:: Material for this exercise ::

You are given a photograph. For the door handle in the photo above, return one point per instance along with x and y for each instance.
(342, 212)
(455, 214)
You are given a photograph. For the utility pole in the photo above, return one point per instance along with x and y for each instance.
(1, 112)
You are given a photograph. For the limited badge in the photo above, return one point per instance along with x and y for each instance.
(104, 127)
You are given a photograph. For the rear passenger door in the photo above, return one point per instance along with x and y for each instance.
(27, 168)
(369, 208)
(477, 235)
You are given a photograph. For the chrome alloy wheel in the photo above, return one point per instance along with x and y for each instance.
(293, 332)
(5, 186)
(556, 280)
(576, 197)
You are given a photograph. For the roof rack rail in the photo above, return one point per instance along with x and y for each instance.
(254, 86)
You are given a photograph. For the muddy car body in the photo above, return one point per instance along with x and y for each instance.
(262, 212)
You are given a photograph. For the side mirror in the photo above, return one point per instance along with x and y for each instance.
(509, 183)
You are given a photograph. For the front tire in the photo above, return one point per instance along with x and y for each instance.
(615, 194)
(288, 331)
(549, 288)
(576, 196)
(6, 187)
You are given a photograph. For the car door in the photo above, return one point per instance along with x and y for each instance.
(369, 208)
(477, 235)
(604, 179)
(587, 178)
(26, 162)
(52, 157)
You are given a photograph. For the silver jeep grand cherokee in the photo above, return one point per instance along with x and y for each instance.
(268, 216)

:::

## What this task involves
Copy out all of the lines above again, word for word.

## Solution for this problem
You are given a photograph. For the door handle in the photo above, return one point per instance along with x and y for each instance.
(342, 212)
(455, 214)
You are given a photograph. For the utility pole in the photo above, return one point per instance along with x and y for each instance.
(1, 112)
You are given a photograph. For the limited badge in the photo above, return one point per instance along with x and y for each instance.
(104, 127)
You are given a photograph. For the rear passenger door in the photo above, return one point per instance along with x and y for each instance.
(27, 168)
(369, 208)
(477, 235)
You are given a photograph. For the chrome alloy wheel in the photo above, return one point per instance along with x and y for each instance.
(293, 332)
(5, 186)
(556, 280)
(576, 197)
You are given a photograph. For the roof rack rail in the photo above, return one point per instance along with x and y for each instance.
(254, 86)
You are given a photograph. For the muddy car body in the photo above, return one point per instance along with x and y for each instance.
(262, 212)
You are given a photograph. For the side mirror in the photo above, return one point per instance along with x and y for each instance.
(509, 183)
You are given a photograph. For the front tire in the photo above, return one point per instance along with x and y for each instance.
(615, 194)
(288, 331)
(549, 288)
(576, 196)
(6, 187)
You are given a photograph. For the car door in the photo above, return one point per instance along with x and y for each instance.
(369, 208)
(477, 235)
(604, 179)
(587, 178)
(26, 162)
(52, 157)
You are given a photograph. For the silver jeep grand cherokee in the photo above, return one point per instance along with x and y for each instance.
(268, 216)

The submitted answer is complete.